▶ _Directions_: Search the records for the word "window" and report each line that has it.

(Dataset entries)
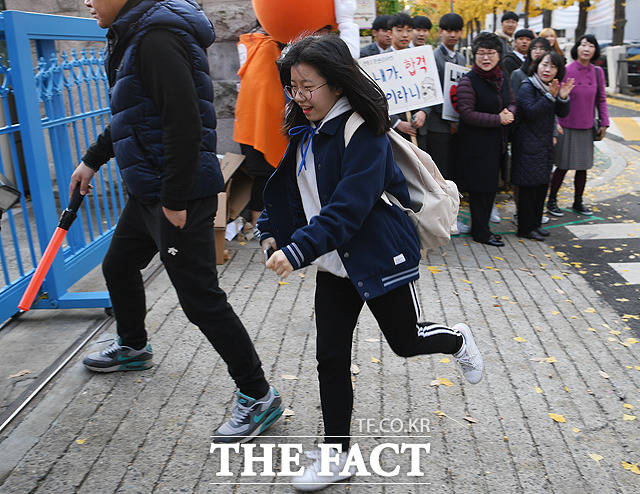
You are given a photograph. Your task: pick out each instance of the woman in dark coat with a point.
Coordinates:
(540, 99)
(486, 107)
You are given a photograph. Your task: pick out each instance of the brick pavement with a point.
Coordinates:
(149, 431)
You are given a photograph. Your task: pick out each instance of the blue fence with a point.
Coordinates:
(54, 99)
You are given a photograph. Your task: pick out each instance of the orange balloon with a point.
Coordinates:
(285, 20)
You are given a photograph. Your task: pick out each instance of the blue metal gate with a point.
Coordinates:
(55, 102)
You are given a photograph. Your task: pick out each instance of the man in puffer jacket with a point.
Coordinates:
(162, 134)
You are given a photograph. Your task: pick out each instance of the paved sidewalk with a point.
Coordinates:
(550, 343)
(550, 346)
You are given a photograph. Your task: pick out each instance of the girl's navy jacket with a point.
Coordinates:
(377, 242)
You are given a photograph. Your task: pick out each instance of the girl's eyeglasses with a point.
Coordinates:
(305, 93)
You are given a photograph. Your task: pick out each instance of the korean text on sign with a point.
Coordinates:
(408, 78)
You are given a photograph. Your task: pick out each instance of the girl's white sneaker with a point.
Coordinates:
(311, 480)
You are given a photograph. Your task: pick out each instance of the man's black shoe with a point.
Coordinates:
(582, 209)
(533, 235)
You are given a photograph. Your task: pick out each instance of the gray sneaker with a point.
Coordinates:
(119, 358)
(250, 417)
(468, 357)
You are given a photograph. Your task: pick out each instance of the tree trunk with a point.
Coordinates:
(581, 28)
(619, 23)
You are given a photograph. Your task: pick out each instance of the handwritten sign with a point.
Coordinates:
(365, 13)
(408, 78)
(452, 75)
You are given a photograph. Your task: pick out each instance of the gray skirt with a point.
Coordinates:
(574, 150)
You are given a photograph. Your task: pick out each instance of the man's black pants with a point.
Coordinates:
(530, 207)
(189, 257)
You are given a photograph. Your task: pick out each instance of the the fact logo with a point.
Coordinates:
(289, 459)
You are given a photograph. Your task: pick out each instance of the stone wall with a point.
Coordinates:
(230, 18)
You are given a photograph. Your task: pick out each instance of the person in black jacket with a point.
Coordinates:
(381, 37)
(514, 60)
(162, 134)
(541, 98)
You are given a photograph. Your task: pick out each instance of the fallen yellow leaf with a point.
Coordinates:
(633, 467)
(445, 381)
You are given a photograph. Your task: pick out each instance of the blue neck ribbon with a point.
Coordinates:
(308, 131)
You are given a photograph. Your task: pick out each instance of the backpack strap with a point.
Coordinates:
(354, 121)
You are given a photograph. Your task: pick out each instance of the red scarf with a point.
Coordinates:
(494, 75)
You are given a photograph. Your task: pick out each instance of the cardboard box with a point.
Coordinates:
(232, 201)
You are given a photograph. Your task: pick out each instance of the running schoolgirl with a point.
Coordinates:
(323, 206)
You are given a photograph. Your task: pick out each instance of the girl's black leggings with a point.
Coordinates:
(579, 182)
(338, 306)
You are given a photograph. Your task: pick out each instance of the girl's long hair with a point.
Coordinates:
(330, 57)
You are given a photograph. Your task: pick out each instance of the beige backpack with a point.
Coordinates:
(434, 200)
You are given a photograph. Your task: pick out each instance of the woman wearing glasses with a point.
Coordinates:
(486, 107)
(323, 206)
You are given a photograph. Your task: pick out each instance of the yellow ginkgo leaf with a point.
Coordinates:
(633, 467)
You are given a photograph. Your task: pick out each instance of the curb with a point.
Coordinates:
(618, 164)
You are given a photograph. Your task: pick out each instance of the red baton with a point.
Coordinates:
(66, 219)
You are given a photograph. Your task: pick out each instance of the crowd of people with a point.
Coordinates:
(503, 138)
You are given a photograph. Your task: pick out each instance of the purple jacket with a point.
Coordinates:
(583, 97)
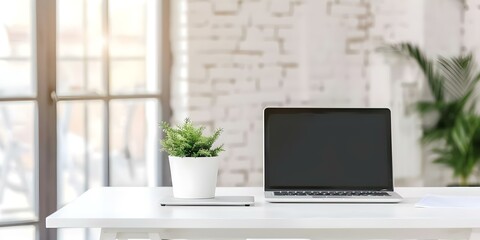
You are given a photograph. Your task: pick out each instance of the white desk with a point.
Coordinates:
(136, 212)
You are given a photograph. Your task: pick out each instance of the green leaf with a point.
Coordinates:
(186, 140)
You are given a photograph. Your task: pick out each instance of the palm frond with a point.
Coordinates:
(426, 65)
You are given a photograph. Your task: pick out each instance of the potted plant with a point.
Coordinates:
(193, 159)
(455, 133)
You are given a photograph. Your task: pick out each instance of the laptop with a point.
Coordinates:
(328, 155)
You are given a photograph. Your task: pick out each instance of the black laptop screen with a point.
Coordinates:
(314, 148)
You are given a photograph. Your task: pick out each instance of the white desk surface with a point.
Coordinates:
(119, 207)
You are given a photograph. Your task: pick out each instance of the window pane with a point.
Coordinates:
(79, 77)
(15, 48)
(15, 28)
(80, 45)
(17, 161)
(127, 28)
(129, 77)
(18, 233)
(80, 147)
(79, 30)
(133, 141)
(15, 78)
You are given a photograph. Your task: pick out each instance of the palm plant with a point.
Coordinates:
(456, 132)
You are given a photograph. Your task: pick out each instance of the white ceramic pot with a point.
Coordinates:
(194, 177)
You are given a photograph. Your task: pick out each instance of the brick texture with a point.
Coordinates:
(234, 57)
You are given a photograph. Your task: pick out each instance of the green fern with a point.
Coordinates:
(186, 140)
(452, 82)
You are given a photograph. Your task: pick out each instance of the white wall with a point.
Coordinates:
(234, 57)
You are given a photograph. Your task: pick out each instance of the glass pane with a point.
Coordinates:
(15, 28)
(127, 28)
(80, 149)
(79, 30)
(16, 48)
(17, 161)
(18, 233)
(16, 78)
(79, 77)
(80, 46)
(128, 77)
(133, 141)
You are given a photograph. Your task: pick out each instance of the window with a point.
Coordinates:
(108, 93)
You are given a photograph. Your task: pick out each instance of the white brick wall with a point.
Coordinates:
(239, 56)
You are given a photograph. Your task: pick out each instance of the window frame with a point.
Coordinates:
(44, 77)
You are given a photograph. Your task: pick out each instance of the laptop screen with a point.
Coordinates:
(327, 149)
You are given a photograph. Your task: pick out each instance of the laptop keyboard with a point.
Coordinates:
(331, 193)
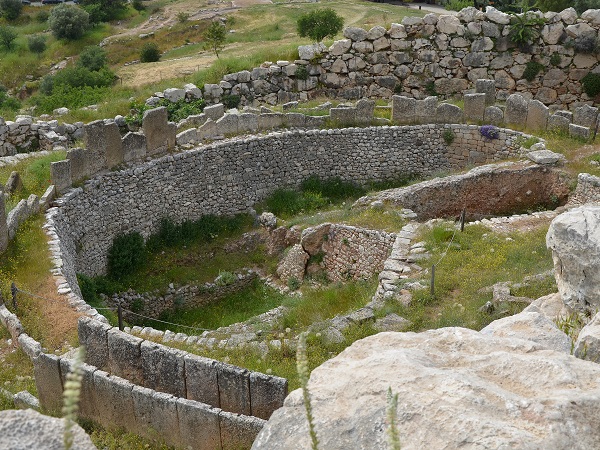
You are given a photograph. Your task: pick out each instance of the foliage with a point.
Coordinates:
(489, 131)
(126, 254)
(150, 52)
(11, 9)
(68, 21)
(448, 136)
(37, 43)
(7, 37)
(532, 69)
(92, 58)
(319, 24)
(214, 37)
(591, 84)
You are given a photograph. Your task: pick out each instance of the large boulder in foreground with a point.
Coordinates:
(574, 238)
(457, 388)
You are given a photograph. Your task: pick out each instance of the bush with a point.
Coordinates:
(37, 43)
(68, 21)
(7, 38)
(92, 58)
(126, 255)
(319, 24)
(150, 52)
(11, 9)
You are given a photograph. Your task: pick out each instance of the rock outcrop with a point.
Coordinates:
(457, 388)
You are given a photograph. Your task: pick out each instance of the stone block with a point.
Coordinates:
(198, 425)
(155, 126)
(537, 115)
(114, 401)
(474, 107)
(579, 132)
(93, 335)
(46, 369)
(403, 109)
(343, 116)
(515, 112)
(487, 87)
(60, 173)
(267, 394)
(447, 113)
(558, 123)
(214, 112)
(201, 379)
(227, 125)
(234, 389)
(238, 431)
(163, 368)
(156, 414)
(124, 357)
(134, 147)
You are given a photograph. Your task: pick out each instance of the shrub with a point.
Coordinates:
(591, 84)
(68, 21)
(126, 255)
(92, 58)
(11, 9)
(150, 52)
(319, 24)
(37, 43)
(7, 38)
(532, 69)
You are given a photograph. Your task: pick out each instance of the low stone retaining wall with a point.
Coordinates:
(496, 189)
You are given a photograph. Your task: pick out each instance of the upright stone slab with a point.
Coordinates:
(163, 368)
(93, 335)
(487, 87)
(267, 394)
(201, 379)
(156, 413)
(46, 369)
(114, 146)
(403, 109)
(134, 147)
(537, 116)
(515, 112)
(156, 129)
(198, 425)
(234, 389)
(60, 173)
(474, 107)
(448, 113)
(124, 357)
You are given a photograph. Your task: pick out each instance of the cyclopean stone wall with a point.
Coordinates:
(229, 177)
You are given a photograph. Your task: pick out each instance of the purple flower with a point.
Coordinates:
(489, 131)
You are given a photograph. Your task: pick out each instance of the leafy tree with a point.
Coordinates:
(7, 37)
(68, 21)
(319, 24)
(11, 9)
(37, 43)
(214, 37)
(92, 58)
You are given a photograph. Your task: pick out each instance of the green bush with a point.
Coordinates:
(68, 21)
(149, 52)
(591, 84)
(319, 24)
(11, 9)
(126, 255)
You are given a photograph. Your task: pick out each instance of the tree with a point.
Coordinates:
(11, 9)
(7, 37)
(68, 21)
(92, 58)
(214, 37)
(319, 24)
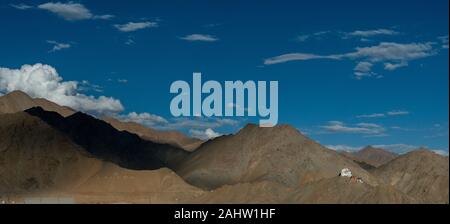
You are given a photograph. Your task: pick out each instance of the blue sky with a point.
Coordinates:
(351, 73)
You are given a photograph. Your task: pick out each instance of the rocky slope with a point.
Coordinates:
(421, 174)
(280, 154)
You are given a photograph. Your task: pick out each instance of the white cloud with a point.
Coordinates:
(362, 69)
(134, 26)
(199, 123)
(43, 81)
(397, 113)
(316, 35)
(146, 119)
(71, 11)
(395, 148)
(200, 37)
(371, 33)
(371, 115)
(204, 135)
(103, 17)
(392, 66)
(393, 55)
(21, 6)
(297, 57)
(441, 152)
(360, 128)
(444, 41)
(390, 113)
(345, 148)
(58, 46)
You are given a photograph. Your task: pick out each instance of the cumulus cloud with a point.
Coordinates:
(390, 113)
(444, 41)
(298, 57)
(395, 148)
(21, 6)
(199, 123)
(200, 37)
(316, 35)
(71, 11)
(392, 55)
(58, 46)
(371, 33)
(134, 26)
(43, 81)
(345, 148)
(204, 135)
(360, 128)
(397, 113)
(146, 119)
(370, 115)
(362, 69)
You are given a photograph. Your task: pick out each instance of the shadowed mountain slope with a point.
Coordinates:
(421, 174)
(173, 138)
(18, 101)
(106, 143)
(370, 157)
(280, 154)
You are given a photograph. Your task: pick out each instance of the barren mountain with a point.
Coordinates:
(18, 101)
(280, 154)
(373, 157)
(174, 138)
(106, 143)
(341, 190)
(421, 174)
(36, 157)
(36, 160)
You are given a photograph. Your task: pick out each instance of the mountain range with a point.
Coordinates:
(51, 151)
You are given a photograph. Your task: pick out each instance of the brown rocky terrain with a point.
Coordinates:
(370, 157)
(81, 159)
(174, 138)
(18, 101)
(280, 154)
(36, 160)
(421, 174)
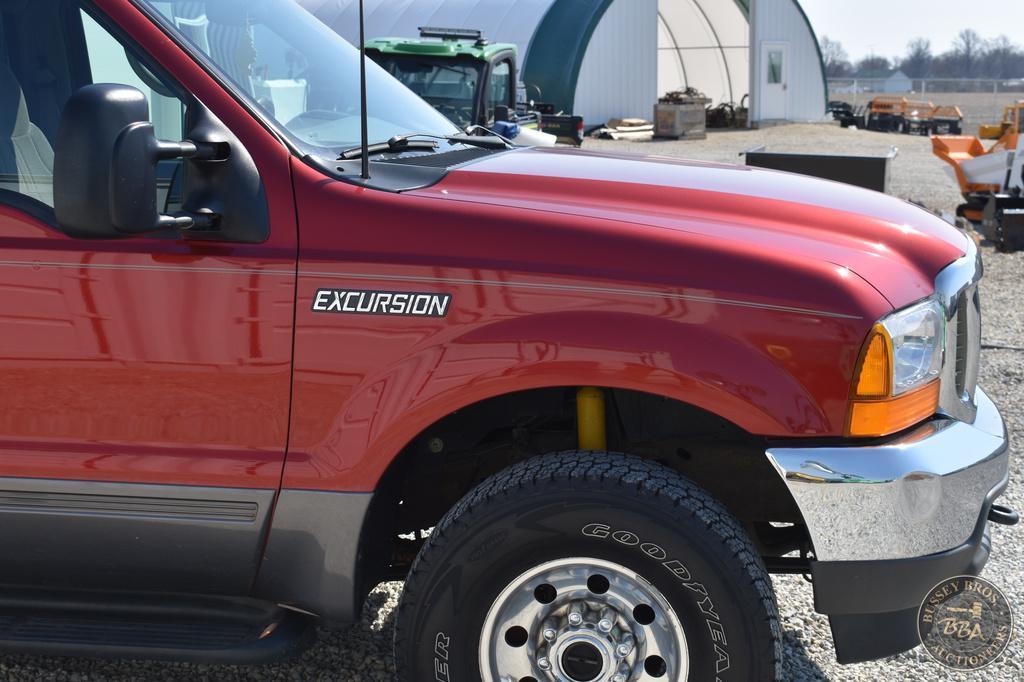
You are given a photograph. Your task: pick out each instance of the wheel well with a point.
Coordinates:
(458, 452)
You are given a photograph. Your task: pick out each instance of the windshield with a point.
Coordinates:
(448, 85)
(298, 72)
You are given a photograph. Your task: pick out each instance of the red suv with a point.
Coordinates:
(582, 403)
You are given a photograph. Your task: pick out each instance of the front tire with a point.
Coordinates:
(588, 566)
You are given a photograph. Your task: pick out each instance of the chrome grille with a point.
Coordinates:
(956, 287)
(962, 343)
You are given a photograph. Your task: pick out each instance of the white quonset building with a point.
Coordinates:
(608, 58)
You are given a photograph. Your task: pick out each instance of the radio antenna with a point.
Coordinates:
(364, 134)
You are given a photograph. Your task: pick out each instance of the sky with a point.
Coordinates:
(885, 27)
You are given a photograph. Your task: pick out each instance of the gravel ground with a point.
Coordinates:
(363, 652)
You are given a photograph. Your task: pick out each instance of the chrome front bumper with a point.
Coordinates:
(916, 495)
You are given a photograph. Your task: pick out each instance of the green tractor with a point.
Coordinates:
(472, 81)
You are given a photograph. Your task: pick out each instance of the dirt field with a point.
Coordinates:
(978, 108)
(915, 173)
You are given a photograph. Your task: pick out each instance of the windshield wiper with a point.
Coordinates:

▶ _Result for this task_:
You are given a photograph. Your task: pick out each instance of the window pane with a point.
You are given a photograph. Your task: pick out each instance of the window with a point.
You are given a photograph. Your task: pick out each instance of the window frame with a point.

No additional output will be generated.